● TAREFA 1
No texto sobre o encontro do livro didático no Recife, em que dia a Fundação Joaquim Nabuco mandou um release para a imprensa de Pernambuco?
● TAREFA 2
Prossiga o texto sobre o silêncio da imprensa do Recife em torno do encontro do livro didático, começando logo depois da última frase.

● TEXTO EM ESTUDO

.....

O que é a notícia?
23/08/2005
- Opinión
À primeira vista, a notícia não poderia ser mais óbvia: de 2 a 5 de
agosto, especialistas em Educação de todo o Brasil reuniram-se no Recife,
na Fundação Joaquim Nabuco, para avaliar o programa nacional do livro
didático. Era e foi o Encontro Nacional do Programa do Livro Didático.
Simples, não? Como fato, claro e limpo como água boa. Não bastasse um
encontro nacional vir para um estado que um dia, dolorosamente distante,
foi o Leão do Norte, não bastasse um resistente por que me ufano da minha
terra, esse acontecimento seria notícia no Recife pelos temas e
discussões agendados.
Entre as muitas mesas e deliberações do Encontro havia uma pauta rica,
digna de matérias e reportagens, que variava de trabalhos como “A
diversidade cultural e a regionalização dos conteúdos dos livros
didáticos”, a “Compra de obras de ficção e de não-ficção pelo governo”,
ou essa coisinha boba, desprezível, de o Fundo Nacional de
Desenvolvimento Educacional, o gerador desse Encontro, ser o maior
comprador de livros do mundo. Simples, não?
Simples, pero no mucho
Simples, sim, até a abreviatura. De Goiás ao Pará, passando pelos sites
da Câmara Brasileira do Livro e do MEC, o Encontro foi notícia. No
entanto, como a insinuar que nem todo fenômeno é muito simples, em
Pernambuco, acreditem, o silêncio foi quase absoluto. Somente o
www.pernambuco.com, com incursão breve como um raio em uma notinha no
Diário se dignou a mencionar o Encontro. Por que isto?, perguntaram-se os
especialistas em Educação reunidos no Recife. Numa tentativa de superar o
mal-estar, a Fundação Joaquim Nabuco encaminhou então um release aos
órgãos de imprensa de Pernambuco na quinta-feira 4 de agosto.
- Para quê? – Pra nada, como no poema de Ascenso Ferreira. O silêncio se
fez ainda mais cerrado. Desta vez, nada, nem notinha, em nenhum dos
jornais na sexta-feira 5 de agosto. Então o presidente da Fundação
Joaquim Nabuco, o ex, notem bem essa condição de ex, que remete a um
poder que se foi, o ex-Ministro da Justiça Fernando Lyra ligou para as
redações dos jornais do Recife, com educação e boas maneiras, como deve
ser toda relação e diálogo de uma autoridade com a imprensa. E recebeu
como sentença, onde não cabe apelação ou recurso, recurso jurídico, vale
dizer, porque veio de Editores e de uma instância inexorável, a resposta:
- O Encontro Nacional do Livro Didático do Programa do Livro Didático, do
Fundo Nacional de Desenvolvimento Educacional, com seus Programas e
Especialistas do Extremo Norte ao Chuí, com seus Temas e Declarações e
conseqüências sobre a vida escolar de milhões no Brasil, ainda que no
Recife, para a imprensa do Recife, não é notícia.

.....

● TRECHO DOS REGISTROS
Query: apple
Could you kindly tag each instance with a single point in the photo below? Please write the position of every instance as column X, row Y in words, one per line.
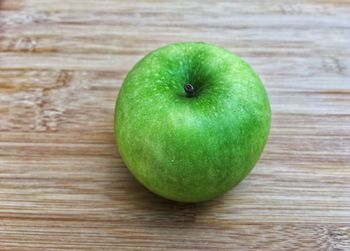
column 191, row 121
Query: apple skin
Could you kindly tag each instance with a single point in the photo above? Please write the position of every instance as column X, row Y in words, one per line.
column 191, row 148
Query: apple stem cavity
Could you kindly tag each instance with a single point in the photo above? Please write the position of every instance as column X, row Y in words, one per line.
column 189, row 90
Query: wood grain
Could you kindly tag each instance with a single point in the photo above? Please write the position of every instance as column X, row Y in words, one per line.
column 62, row 183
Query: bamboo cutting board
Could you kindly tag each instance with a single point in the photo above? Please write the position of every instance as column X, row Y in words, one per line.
column 62, row 183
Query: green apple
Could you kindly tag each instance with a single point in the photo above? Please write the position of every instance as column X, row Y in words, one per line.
column 191, row 121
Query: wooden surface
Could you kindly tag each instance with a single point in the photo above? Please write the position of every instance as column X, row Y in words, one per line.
column 62, row 183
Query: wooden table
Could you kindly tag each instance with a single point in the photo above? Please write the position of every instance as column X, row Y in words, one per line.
column 62, row 183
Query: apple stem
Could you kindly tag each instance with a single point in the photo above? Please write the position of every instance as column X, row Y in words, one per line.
column 189, row 89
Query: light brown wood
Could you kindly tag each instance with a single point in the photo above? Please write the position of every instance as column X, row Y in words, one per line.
column 62, row 183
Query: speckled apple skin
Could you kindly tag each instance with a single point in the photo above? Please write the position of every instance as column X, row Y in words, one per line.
column 191, row 149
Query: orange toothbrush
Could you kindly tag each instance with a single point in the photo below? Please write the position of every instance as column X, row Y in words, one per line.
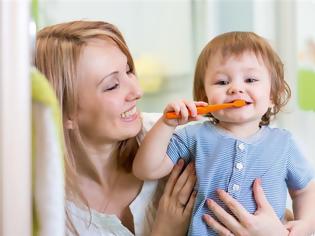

.....

● RESPOSTA 1
Na quinta-feira, 4 de agosto.

● RESPOSTA 2
Mas o que é a notícia?
Perguntavam-se na penúltima sexta-feira os técnicos e sociólogos da
Fundação Joaquim Nabuco. Para exprimir um sentimento e palavra que
viraram moda e notícia, “perplexos”, perplexos, perguntavam-se. Sim, o
que é a notícia? Não adiantava ir aos dicionários, porque diante da
velocidade do mundo, e da leviandade ligeira do Brasil, a definição de
notícia dos dicionários já nasce mumificada. Até porque para ser um
relato, como está no Aurélio, um relato de interesse público, atual, não
é fácil atingir uma determinação. Nem mesmo o que é “de interesse”, o que
é “atual”, e o que é “público”, este principalmente, porque o público se
tornou cada vez mais privado. Esqueçamos, portanto, o dicionário, porque
ele não é recente, porque ele próprio não é um news em nenhuma revista, a
não ser como marketing de lançamento.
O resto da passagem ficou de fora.